START Page
212    As for the applicant’s argument that it included the management tasks for a particular activity in a different activity, the Commission’s argument on that point must be wholly endorsed. The model for Lot 2 defines the activities independently of each other. Consequently, the management task for a particular activity cannot form part of a different activity, as that would oblige the Commission to combine the activities, which was not the objective of the tendering specifications.

–       Question 5.5.3: ‘Explain the methodology that you will apply to make an estimation of the level and the number of days (within a total delay) in response to a request for a given activity’

213    According to the evaluation report, the applicant had proposed a cost estimation methodology without providing an example to illustrate it.

214    According to the note for the file, the applicant gave a theoretical description of well-known existing methodologies, in particular COSMIC-FTP, without providing a practical example.

215    The applicant asserts that the tendering specifications did not contain a requirement to provide an example and that it would have been pointless to do so, as the methodologies proposed were well known to the Commission. In addition, the Commission has not explained how the lack of an example could have affected the evaluation in question.
END Page
● Brief A: Please copy the tender excerpt word for word, starting at "214    According to the" and ending at "evaluation in question.".
● Brief B: List every numbered paragraph in the tender excerpt by its number.
The data that comes next has no role here.
START Given records
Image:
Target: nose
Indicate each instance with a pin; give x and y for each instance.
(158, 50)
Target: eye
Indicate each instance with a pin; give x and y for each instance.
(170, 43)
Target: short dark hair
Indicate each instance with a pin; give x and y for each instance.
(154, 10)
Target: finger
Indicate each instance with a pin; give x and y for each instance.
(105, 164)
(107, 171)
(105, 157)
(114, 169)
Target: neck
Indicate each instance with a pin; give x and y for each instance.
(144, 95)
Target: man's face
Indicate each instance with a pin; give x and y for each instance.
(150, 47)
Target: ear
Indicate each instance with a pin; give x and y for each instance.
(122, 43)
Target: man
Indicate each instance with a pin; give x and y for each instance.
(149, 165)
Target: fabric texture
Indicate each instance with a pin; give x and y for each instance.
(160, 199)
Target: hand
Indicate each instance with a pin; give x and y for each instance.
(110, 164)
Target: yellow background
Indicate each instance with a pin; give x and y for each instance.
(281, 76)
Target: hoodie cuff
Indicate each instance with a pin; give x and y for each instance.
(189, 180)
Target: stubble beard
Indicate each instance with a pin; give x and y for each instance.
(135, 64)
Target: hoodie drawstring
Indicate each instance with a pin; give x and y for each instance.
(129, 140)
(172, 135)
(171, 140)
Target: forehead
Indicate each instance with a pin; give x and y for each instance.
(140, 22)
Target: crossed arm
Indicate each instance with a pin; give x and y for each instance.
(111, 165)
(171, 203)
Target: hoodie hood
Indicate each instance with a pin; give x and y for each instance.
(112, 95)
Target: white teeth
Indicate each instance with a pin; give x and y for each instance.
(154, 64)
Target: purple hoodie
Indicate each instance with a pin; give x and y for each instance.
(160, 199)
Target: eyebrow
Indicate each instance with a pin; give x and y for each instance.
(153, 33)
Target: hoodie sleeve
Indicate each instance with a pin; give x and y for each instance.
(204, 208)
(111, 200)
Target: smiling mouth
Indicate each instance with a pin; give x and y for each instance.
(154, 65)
END Given records
● Task output A:
214    According to the note for the file, the applicant gave a theoretical description of well-known existing methodologies, in particular COSMIC-FTP, without providing a practical example.

215    The applicant asserts that the tendering specifications did not contain a requirement to provide an example and that it would have been pointless to do so, as the methodologies proposed were well known to the Commission. In addition, the Commission has not explained how the lack of an example could have affected the evaluation in question.

● Task output B: 212, 213, 214, 215